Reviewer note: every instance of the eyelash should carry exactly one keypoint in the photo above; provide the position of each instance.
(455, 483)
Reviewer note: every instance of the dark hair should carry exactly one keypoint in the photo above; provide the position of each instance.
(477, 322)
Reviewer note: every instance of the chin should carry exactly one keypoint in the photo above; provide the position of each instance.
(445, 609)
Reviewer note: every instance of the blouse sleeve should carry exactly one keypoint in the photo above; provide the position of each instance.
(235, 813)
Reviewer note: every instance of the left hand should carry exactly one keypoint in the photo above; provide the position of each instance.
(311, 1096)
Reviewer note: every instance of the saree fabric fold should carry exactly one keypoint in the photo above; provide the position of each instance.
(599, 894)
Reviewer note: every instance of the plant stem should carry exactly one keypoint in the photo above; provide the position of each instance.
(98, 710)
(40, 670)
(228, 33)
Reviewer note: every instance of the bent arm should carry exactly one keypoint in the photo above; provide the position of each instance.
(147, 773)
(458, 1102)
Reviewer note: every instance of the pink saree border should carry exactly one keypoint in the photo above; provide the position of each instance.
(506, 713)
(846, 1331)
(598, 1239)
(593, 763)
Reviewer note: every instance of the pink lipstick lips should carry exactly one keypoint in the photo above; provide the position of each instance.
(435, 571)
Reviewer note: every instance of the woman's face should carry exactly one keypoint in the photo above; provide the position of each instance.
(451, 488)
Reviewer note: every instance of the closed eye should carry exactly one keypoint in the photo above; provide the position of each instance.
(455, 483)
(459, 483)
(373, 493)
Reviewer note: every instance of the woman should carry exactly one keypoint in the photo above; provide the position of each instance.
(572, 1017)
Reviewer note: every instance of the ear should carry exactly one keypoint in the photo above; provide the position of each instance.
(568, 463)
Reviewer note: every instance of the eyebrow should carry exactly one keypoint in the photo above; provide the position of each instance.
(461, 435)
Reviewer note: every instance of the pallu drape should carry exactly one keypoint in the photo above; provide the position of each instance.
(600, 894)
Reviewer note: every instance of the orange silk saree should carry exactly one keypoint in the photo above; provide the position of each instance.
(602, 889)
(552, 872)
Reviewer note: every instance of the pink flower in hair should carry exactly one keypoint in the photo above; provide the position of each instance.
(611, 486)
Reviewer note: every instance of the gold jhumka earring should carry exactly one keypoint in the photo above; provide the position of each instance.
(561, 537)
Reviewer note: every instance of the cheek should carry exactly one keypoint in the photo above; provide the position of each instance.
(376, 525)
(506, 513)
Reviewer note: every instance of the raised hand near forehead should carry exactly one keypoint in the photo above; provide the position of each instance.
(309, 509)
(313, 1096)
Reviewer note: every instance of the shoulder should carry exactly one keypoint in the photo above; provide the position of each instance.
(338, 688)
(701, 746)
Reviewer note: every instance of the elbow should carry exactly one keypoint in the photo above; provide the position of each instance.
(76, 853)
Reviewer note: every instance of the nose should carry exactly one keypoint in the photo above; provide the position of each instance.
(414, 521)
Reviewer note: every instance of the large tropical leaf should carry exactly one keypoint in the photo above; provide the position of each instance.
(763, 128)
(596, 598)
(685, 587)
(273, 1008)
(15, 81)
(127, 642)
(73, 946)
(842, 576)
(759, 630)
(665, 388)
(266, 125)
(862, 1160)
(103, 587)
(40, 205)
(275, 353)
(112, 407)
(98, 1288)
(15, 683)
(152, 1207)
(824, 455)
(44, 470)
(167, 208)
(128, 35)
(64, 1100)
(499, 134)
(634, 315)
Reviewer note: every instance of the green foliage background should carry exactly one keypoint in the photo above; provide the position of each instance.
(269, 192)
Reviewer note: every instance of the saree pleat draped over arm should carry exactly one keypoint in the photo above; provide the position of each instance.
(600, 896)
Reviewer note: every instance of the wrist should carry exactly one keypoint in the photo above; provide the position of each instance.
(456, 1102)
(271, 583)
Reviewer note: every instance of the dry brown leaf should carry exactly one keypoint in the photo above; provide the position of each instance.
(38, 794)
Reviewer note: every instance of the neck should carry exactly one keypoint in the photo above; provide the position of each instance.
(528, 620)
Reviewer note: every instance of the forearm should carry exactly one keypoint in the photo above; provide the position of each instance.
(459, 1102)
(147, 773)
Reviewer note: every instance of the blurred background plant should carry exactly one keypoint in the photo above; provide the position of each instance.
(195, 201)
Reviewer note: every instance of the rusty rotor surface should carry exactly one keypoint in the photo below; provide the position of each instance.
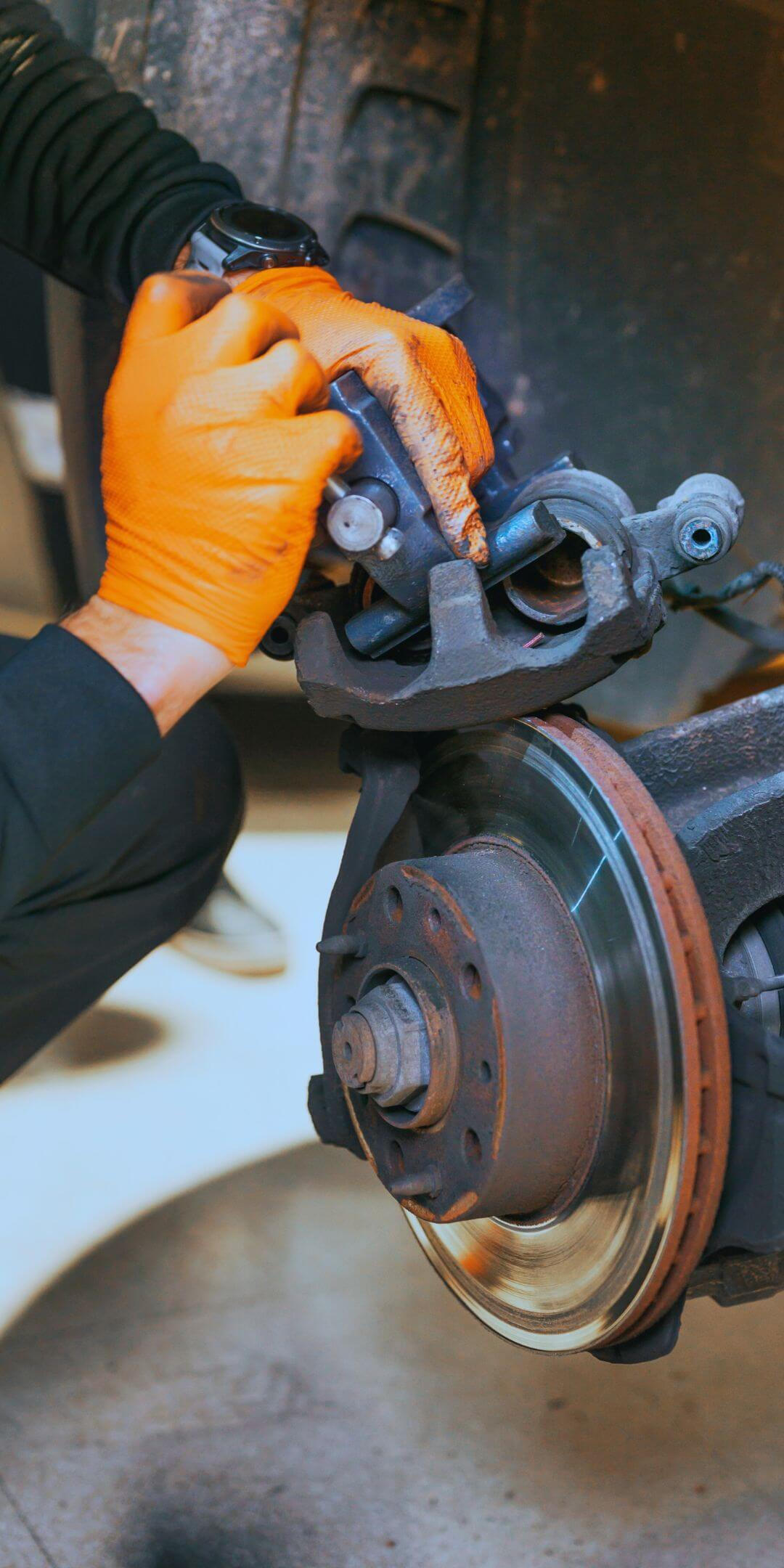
● ● ● ●
* **Task prompt**: Can you update the whole listing above by swapping "Reviewer note" for "Annotator note" everywhere, with nothing else changed and the pictures left out?

* **Reply to the exercise**:
Annotator note: every instance of the eyelash should carry exactly one keypoint in the photo above; provide the position of each instance.
(455, 483)
Annotator note: every instance of the dark hair should carry exactly one keypoint in the photo above; provide the position of each instance.
(477, 322)
Annotator note: every instance of the chin should carry exactly one keypoint in the photo above; provide the position of each instance.
(445, 609)
Annotator note: every instance of the blouse sleeve should carry exactly one keypoint in the photo above; provide the position of each instance.
(235, 813)
Annotator note: every instance of the left hand should carry exactly one keypoint in the photo above; provide the position of each instance.
(311, 1096)
Annotator note: every instance of the saree fabric fold should carry exactly one keypoint in the photo above; provide the position of each instance.
(599, 894)
Annotator note: every instance of the plant stem should carry exactly one keypoint in the photo above; provide the position of each instance.
(98, 710)
(40, 670)
(228, 33)
Annotator note: every instance of the bent arm should carry exactly one keypoint in the photo above; provide the position of each instance.
(147, 773)
(458, 1102)
Annotator note: every instance of the pink saree border should carry exactly one keypoint in the photo above; provide the position of each instance.
(506, 713)
(846, 1331)
(598, 1239)
(593, 763)
Annotator note: every instance of the pink lipstick lips should carry exactly one keypoint in the photo above; provide the position of each instance.
(435, 571)
Annotator note: every instance of the woman's face should carry exactly one keypoint in the photo above; provide the position of each instance.
(451, 488)
Annotator note: every instance of the closed eye should carry exactly one keypoint in the photo above; provide the position of each instance.
(455, 483)
(459, 483)
(373, 493)
Annotator note: every instance of the woman should carry exactly one keypoint in the photo above; provide the position of each instance.
(572, 1017)
Annotator note: every instance of the ear should carry exactly one keypoint in the photo above; provide the position of each instance.
(568, 463)
Annotator note: every instance of the eyebrow should carry exactly one keypoint in the photo above; provide the position of each instance.
(461, 435)
Annotator note: every instance of the pallu drape should carry exactly one keypoint in the photo above; provide the position of each instance.
(600, 894)
Annotator note: every instance of the orange silk saree should carry exactly one keypoint in the photo above; provide the position of each instance.
(602, 889)
(552, 872)
Annotator note: every instance of the pink flower in hair should carry exactly one keypoint in the photo above; provide the position of each instance.
(611, 486)
Annotator note: every instance of the gold jhumka earring should carry exactly one keypoint in the photo above; provide the position of each instance.
(561, 537)
Annotator note: every instance of the cheek should carry exactly one keypoint in the photo above; provide the position of each instance.
(376, 525)
(506, 513)
Annotator note: every instance of the raised hand near forehead should carry exactly one keypoint in the photo above; provide the position of each instance.
(309, 509)
(313, 1096)
Annotator note: every instance of the shoulder should carry exactly one keypoint in the photo above; provide the position of each instance.
(338, 688)
(701, 746)
Annotator note: every instance of the elbow should carry exactly one keypoint in the photo above; provide the position of each instance.
(76, 853)
Annotator note: every instance of the nose should carry exactly one keypoint in the photo above; provide the position of each instance.
(414, 521)
Annotator note: every instance of the large tropical leaf should carry exactly one keypoint in the photo above; provide the position of each instance.
(763, 128)
(596, 598)
(685, 587)
(273, 1008)
(15, 81)
(127, 642)
(73, 946)
(842, 576)
(759, 630)
(665, 388)
(266, 125)
(862, 1160)
(103, 587)
(40, 205)
(275, 353)
(112, 407)
(98, 1288)
(15, 683)
(152, 1207)
(824, 455)
(44, 470)
(167, 208)
(128, 35)
(64, 1100)
(499, 134)
(634, 315)
Annotator note: every instance of the green foliage background should carry exactly one keypoint in the photo above; provide the position of each instance.
(269, 192)
Annotator note: every instance of the saree pleat draped over arm should carry exactly one keypoint in the photo above; provide the position of each instance.
(600, 896)
Annotator note: every instance of the wrist should carry exactly one keypoint in the photo above; provide the position of each instance.
(456, 1102)
(271, 583)
Annotator note: every instance of the dry brown leaf should carry exactly one keypoint in the photo above; provide the position of each instance.
(38, 794)
Annotator note: every instance of the neck should carry exactly one keypoint in the photo above; provide the position of each instance.
(528, 620)
Annotator note: every instance of the forearm should carry exactly one keypoint in the photo above; provide the position of each instance.
(459, 1102)
(147, 773)
Annotator note: every instance of the blurred background plant should carry exactly one keypoint in the photo above; provide the position of each instance.
(195, 201)
Annotator note: every instance of the rusty rotor surface should carry exactly one keypoint in the photo below; provide the position of each instance.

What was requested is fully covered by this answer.